引用文:
図2】一実施形態における飛翔体(UAV)の構成を示す平面図である。
図3】一実施形態における飛翔体(UAV)の構成を示す背面図である。
図4】一実施形態における飛翔体(UAV)の構成を示す側面図である。
図5】一実施形態に係る風力発電設備の検査方法を示すフローチャートである。
図6】一実施形態における風力発電設備の検査方法を示す説明図であり、ロータ正面から見た図である。
図7】一実施形態における風力発電設備の検査方法を示す説明図であり、ロータ側面から見た図である。
図8】一実施形態における制御系の構成を示すブロック図である。
図9】他の実施形態における翼損傷部の測定原理を示す説明図である。
図10】他の実施形態における第2撮像装置で撮像した画像例を示す図である。
図11】他の実施形態における飛翔体(UAV)の構成を示す正面図である。
図12】他の実施形態による翼損傷部の測定原理を示す説明図である。
図13】他の実施形態における第1撮像装置で撮像した翼損傷部の画像を示す図である。
【発明を実施するための形態】
【0039】
以下、添付図面を参照して本発明の幾つかの実施形態について説明する。ただし、実施形態として記載されている又は図面に示されている構成部品の寸法、材質、形状、その相対的配置等は、本発明の範囲をこれに限定する趣旨ではなく、単なる説明例にすぎない。
例えば、「ある方向に」、「ある方向に沿って」、「平行」、「直交」、「中心」、「同心」或いは「同軸」等の相対的或いは絶対的な配置を表す表現は、厳密にそのような配置を表すのみならず、公差、若しくは、同じ機能が得られる程度の角度や距離をもって相対的に変位している状態も表すものとする。
例えば、「同一」、「等しい」及び「均質」等の物事が等しい状態であることを表す表現は、厳密に等しい状態を表すのみならず、公差、若しくは、同じ機能が得られる程度の差が存在している状態も表すものとする。
例えば、四角形状や円筒形状等の形状を表す表現は、幾何学的に厳密な意味での四角形状や円筒形状等の形状を表すのみならず、同じ効果が得られる範囲で、凹凸部や面取り部等を含む形状も表すものとする。
一方、一の構成要素を「備える」、「具える」、「具備する」、「含む」、又は、「有する」という表現は、他の構成要素の存在を除外する排他的な表現ではない。

データ行:

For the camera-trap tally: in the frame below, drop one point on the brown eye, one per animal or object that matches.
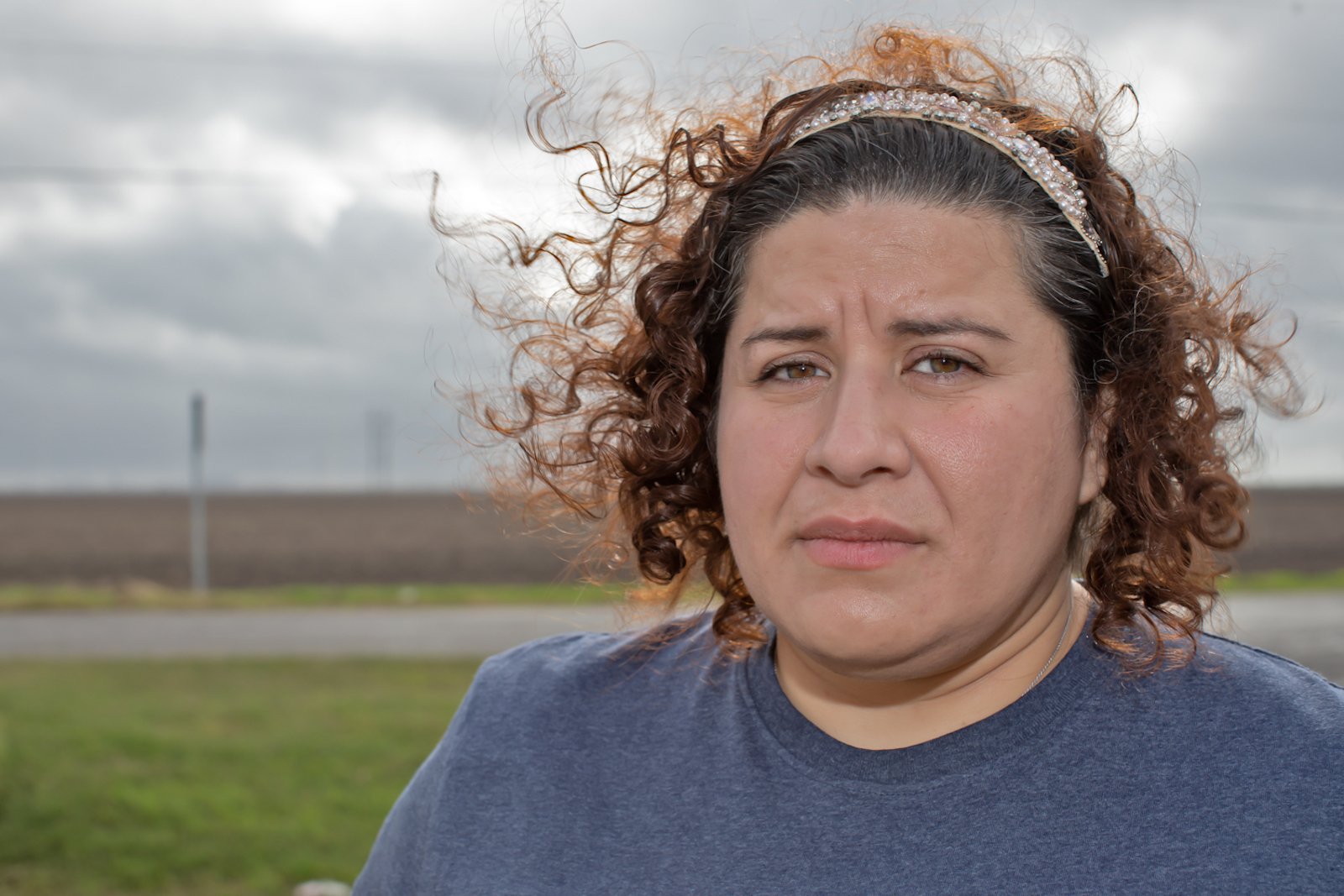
(944, 364)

目的: 引用文のうち「例えば、「同一」、「等しい」」で始まり「外する排他的な表現ではない。」まで続く部分を、「円筒形状」を「円柱形状」に差し替えて書き出してください。

解答全文:
例えば、「同一」、「等しい」及び「均質」等の物事が等しい状態であることを表す表現は、厳密に等しい状態を表すのみならず、公差、若しくは、同じ機能が得られる程度の差が存在している状態も表すものとする。
例えば、四角形状や円柱形状等の形状を表す表現は、幾何学的に厳密な意味での四角形状や円柱形状等の形状を表すのみならず、同じ効果が得られる範囲で、凹凸部や面取り部等を含む形状も表すものとする。
一方、一の構成要素を「備える」、「具える」、「具備する」、「含む」、又は、「有する」という表現は、他の構成要素の存在を除外する排他的な表現ではない。